Rewrite the records below, changing every "photograph" to "image" and leaving everything else as it is. Omit the pictures from your answer.
━━━ Material provided
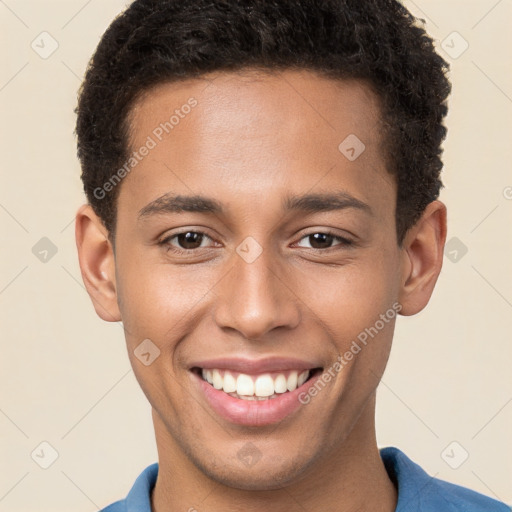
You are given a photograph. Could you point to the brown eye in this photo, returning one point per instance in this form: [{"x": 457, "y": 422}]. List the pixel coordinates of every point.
[
  {"x": 189, "y": 240},
  {"x": 321, "y": 240}
]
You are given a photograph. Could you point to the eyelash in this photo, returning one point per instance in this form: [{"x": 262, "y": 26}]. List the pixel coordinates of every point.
[{"x": 343, "y": 242}]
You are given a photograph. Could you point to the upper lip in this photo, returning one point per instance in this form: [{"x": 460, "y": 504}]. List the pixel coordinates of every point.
[{"x": 245, "y": 365}]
━━━━━━
_Solution:_
You are given a image. Could you point to the brown eye in this photo, returning one point per instance in this form: [{"x": 457, "y": 422}]. List the pixel coordinates of every point.
[
  {"x": 189, "y": 240},
  {"x": 321, "y": 240}
]
You are given a image. Could you point to the eyelash in this photo, returning one point per instance in this form: [{"x": 262, "y": 26}]. List the pixel coordinates of every point.
[{"x": 343, "y": 242}]
You are given a image. Could you point to the upper lip in this photo, returning one point per instance in this form: [{"x": 460, "y": 504}]. List the pixel coordinates of every point.
[{"x": 245, "y": 365}]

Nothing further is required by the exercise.